## Instructions for the task
Write the material out again exactly.

## The records
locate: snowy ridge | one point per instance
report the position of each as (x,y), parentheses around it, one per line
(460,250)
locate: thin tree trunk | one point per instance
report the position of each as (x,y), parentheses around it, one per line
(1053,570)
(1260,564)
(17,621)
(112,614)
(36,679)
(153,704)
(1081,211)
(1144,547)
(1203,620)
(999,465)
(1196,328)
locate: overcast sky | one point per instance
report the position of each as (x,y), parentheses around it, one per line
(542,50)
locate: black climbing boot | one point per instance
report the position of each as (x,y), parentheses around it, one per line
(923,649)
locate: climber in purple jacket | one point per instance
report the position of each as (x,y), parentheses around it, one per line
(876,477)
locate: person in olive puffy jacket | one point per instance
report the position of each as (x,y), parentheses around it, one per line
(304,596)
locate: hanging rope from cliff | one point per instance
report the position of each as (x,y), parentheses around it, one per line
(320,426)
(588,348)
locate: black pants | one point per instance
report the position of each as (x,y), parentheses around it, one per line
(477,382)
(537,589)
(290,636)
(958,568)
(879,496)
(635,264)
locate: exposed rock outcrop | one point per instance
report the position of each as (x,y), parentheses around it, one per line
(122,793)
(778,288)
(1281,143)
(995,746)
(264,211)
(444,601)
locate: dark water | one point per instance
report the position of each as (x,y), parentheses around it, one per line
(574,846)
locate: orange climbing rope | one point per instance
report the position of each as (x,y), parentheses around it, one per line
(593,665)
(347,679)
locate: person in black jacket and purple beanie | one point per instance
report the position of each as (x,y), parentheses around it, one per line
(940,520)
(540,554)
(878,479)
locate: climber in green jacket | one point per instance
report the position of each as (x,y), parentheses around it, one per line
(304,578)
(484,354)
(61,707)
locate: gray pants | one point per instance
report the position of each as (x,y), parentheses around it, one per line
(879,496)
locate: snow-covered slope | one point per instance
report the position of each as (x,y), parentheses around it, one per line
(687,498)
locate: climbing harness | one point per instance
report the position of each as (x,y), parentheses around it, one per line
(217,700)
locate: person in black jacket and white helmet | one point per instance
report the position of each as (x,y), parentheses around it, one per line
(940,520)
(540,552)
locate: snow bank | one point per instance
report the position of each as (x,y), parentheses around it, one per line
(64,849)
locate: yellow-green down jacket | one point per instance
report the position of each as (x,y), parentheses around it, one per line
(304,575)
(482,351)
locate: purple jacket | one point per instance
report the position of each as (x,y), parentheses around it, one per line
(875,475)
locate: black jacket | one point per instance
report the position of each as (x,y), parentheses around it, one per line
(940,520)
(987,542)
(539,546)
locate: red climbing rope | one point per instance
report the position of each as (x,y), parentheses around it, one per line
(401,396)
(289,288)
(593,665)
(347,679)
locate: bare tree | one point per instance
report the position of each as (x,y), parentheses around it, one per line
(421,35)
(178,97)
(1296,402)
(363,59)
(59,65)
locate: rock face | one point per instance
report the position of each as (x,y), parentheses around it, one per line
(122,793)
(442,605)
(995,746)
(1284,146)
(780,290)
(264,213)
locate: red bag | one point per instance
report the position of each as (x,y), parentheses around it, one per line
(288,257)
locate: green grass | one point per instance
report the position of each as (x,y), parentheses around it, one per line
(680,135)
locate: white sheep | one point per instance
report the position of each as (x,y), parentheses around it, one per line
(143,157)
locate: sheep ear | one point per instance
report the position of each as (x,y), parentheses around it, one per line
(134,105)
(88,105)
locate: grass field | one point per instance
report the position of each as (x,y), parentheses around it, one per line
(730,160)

## Response to the task
locate: snowy ridge | one point per instance
report the position of each as (x,y), parentheses around it, one per line
(460,250)
locate: thin tree trunk | one point per instance
report the position of each as (x,y), parentheses around it, one per line
(1053,570)
(1260,564)
(17,621)
(112,614)
(36,679)
(153,704)
(1081,211)
(1144,547)
(1203,620)
(999,465)
(1196,328)
locate: overcast sky | one point per instance
report the position of each as (x,y), parentheses around it, one per line
(542,50)
locate: black climbing boot | one point per instance
report the position of each as (x,y), parentheses around it, one per line
(923,649)
locate: climber in purple jacket | one point per instance
report the position of each as (x,y), parentheses around it, one per line
(876,477)
locate: person in olive puffy jacket | one point per instance
report the position of each as (x,y), parentheses around it, one per line
(304,596)
locate: hanging rope from cliff | one point per instance
report the position of each as (x,y), parentheses around it, one per line
(320,426)
(588,348)
locate: black pants | one point per instance
report the position of each as (x,y), parentheses around it, one per line
(477,382)
(537,589)
(290,636)
(958,568)
(879,496)
(635,264)
locate: exposed rock outcrop | one point per instance
report the position of each as (x,y), parentheses around it, one per line
(122,793)
(778,288)
(1281,143)
(995,746)
(264,211)
(444,601)
locate: dark water | one point per instance
report the position of each as (x,y), parentheses around it, one per line
(574,846)
locate: orange climbing rope | one point per instance
report the position of each as (x,y), parentheses around it, one per line
(593,665)
(347,679)
locate: person in black jacket and purple beanie | one point per instance
report the position of each as (x,y), parentheses around it, one per line
(940,520)
(540,554)
(878,479)
locate: climber in green jacket | one point per instance
report the position of each as (x,y), parentheses around it, one per line
(304,578)
(484,354)
(61,707)
locate: gray pants | one point per instance
report the position of each as (x,y), parentheses around it, one per line
(879,496)
locate: snow-covered slope | one point per instance
report the position of each as (x,y), parentheses around it, one per line
(687,498)
locate: climbing harness | one point per instance
report the position of each as (x,y), parentheses around it, one per line
(217,700)
locate: person in black jacket and white helmet | one point per instance
report the position of each as (x,y), parentheses around it, one per line
(940,520)
(540,552)
locate: snow bank | one point per instance
report the position of each as (x,y), parentheses around it, one per line
(64,849)
locate: yellow-green down jacket | one point per instance
report the position of each as (x,y), parentheses around it, one per line
(304,575)
(482,351)
locate: purple jacket | one point per instance
report the position of each as (x,y), parentheses around it, one per line
(875,475)
locate: black jacket | one point per instance
report the position of each as (x,y), parentheses around it, one per line
(940,520)
(987,542)
(539,546)
locate: red climbing rope | one point per instance
report the position of each as (x,y), parentheses around it, one per line
(401,396)
(289,288)
(593,665)
(347,679)
locate: bare tree | one point per instance
report the position of each as (x,y), parentheses around it, one per line
(421,35)
(178,97)
(1296,402)
(363,59)
(59,65)
locate: rock face | one point per instance
report the position of each as (x,y), parentheses around it, one per line
(122,793)
(442,605)
(995,746)
(1284,146)
(780,290)
(264,213)
locate: red bag | one point per instance
report the position of each as (x,y), parentheses around it, one per line
(288,257)
locate: green grass | one point per instance
report the position of each as (x,y), parentheses around it, one per line
(680,135)
locate: white sheep | one point per instance
report the position of each as (x,y), parentheses around it, one per line
(143,157)
locate: sheep ear | one point per instance
report the position of each as (x,y), parentheses around it, one per line
(134,105)
(88,105)
locate: grass field | one point per instance
report the position of each as (x,y), parentheses around it, one per line
(730,160)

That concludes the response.